--- begin ---
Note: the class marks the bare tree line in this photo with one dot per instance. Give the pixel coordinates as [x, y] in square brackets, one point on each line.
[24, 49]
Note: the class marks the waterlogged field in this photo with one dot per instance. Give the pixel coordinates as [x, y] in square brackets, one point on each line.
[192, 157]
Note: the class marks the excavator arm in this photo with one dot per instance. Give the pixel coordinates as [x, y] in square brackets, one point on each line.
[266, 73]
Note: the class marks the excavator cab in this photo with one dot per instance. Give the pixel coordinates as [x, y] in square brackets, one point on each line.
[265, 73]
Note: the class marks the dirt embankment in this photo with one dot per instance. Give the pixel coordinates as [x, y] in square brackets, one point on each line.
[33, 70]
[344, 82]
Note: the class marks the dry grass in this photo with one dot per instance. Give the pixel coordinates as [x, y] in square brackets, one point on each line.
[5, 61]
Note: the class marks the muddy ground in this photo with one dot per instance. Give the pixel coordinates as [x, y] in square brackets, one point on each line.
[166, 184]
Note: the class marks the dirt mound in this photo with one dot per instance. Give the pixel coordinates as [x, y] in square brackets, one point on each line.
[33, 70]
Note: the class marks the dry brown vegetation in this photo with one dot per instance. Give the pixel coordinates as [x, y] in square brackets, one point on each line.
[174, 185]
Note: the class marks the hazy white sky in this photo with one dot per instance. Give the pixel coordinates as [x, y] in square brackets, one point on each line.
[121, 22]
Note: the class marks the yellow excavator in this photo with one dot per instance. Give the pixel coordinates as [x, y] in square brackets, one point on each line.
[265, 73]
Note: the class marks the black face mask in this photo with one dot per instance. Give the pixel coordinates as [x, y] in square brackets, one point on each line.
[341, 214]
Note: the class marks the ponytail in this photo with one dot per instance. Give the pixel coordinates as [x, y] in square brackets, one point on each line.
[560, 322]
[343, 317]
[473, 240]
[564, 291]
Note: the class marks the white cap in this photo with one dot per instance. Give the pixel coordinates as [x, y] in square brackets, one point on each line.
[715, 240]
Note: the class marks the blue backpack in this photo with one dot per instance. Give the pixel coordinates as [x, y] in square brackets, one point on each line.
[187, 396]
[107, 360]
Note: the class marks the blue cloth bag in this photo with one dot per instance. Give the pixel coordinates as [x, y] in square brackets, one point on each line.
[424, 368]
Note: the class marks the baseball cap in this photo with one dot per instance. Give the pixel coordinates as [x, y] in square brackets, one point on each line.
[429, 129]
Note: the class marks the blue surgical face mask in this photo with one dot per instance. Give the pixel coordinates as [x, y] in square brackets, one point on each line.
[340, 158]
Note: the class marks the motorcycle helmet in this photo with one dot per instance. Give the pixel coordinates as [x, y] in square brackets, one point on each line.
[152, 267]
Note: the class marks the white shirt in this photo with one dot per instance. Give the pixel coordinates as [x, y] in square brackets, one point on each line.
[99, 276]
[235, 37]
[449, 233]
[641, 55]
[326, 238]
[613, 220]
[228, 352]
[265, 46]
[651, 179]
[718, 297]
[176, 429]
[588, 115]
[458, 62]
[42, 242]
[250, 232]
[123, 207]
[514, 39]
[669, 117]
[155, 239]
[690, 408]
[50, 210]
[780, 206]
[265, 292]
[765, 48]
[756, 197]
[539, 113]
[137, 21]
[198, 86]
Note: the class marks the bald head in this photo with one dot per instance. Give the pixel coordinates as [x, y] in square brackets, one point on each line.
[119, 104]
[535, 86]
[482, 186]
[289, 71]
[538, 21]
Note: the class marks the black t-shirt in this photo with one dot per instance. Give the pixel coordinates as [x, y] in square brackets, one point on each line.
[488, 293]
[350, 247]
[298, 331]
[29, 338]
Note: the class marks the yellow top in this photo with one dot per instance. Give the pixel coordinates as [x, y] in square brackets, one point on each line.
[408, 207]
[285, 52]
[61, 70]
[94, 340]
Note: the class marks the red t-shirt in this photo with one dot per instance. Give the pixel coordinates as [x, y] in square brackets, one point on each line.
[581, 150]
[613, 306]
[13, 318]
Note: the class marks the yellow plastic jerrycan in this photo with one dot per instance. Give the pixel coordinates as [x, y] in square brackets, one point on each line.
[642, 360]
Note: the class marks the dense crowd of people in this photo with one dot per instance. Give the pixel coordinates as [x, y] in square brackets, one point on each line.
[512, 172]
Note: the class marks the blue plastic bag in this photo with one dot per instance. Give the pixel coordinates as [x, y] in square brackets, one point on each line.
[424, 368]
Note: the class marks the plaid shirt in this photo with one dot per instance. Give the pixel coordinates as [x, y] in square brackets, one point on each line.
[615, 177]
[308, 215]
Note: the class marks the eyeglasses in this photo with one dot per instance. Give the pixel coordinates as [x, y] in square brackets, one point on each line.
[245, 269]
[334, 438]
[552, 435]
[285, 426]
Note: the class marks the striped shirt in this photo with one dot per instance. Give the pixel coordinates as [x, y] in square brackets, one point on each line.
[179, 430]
--- end ---
Directive - Lines from the one containing "Note: the class marks the yellow top" through the final line are to be given again verbatim, with nothing before or after.

Output -
Note: the class marks the yellow top in this photo with one dot per instance. Give the pixel coordinates as [x, y] in square brackets, one point on each line.
[408, 207]
[285, 52]
[61, 70]
[94, 340]
Note: the class marks the red t-shirt in this photo with one dot per instance. Give the pixel coordinates as [x, y] in square brackets, one point on each line.
[581, 150]
[613, 306]
[13, 318]
Note: the class marks the yellow plastic jerrycan in this photo with one dot per instance. Give the pixel coordinates as [x, y] in square brackets, one point on each line.
[642, 360]
Note: the class marks the dense crowd of people in this photo with one dot per instance. Give the pixel coordinates as [x, y] in square brackets, one point on each line.
[512, 172]
Note: the class marks the blue plastic bag in this photo with one dot per instance. Give the pixel coordinates as [x, y] in square brackets, one point on each line.
[424, 368]
Note: the class marks the plaid shirt in this photo with one dot per instance. Give the pixel coordinates as [x, y] in square brackets, one point on each line.
[615, 177]
[308, 215]
Note: the class marks the eyeglasses in this photo with one dot per instance. Give the pixel coordinates as [x, y] in square brackets, one point on each line.
[245, 269]
[334, 438]
[552, 435]
[285, 426]
Note: the class marks the striped shirt in this photo with one dot per instance. Give the pixel coordinates as [x, y] in square brackets, one point on each line.
[179, 430]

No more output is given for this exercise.